#### [WRITTEN INSTRUCTION]
Reproduce every line of the records below word for word, leaving out the picture.

Start

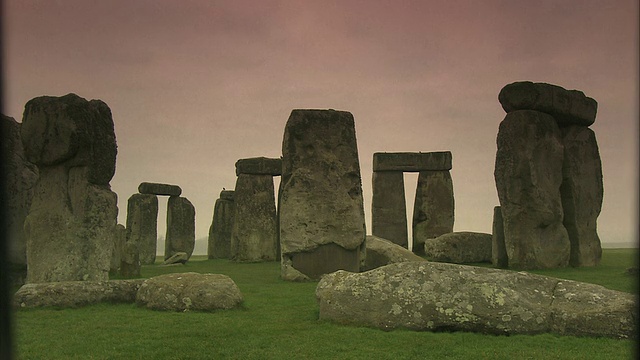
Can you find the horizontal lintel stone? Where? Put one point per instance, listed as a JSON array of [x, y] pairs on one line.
[[259, 166], [412, 161]]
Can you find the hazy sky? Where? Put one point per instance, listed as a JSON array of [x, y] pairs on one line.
[[196, 85]]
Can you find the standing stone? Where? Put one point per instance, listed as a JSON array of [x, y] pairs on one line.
[[528, 174], [582, 192], [253, 234], [20, 177], [221, 226], [181, 227], [388, 207], [71, 223], [322, 226], [433, 211], [142, 225], [498, 250]]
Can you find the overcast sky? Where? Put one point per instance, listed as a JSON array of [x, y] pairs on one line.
[[196, 85]]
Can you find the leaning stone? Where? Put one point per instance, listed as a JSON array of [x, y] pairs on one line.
[[381, 252], [582, 193], [179, 257], [568, 107], [388, 207], [412, 162], [159, 189], [259, 166], [528, 174], [322, 227], [73, 294], [189, 291], [459, 248], [433, 210], [438, 296], [181, 227]]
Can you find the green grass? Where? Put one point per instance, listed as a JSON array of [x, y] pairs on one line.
[[278, 320]]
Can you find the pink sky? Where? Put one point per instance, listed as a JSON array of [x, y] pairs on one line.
[[196, 85]]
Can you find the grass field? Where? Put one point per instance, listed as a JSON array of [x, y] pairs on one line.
[[279, 320]]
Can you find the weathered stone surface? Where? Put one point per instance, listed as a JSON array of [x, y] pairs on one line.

End

#### [OUTPUT]
Can you find the horizontal lintel stone? Where? Put one point per instance, listed as a JSON array of [x, y] pairs on one line.
[[259, 166], [412, 161]]
Can you find the hazy sky? Where? Put one point per instance, listed as a JSON array of [x, y] pairs on one line.
[[196, 85]]
Can you find the standing stone? Where? Put one point per instance, listed as a JSON array of [x, y] pairs on one line.
[[528, 174], [582, 192], [253, 234], [20, 177], [221, 226], [181, 227], [388, 207], [71, 223], [322, 226], [433, 211], [142, 225], [498, 250]]
Can you find the overcast sky? Where? Put one point per instance, listed as a JSON array of [x, y] pairs on one line.
[[196, 85]]
Can you find the leaning stone? Where? Put one point per instance, listed as a JSON array of [x, y] pairs on one line.
[[381, 252], [582, 193], [179, 257], [568, 107], [388, 207], [412, 162], [159, 189], [259, 166], [528, 174], [322, 227], [73, 294], [189, 291], [459, 248], [433, 210], [438, 296], [181, 227]]
Can you find the green grass? Where? Put one point per instance, listed as a JSON array of [x, y] pairs on one line.
[[278, 320]]
Can you find the pink sky? Where? Put one point per instance, listed as a JSON array of [x, y] pairs on one line.
[[196, 85]]
Can you find the grass field? Where? Put one point per instance, listed as a JSON array of [x, y] pairs on one line.
[[279, 320]]
Can you find the weathered stone surface? Where? Put one point per instance, listed as a JSON array of [x, y] pairs on one line.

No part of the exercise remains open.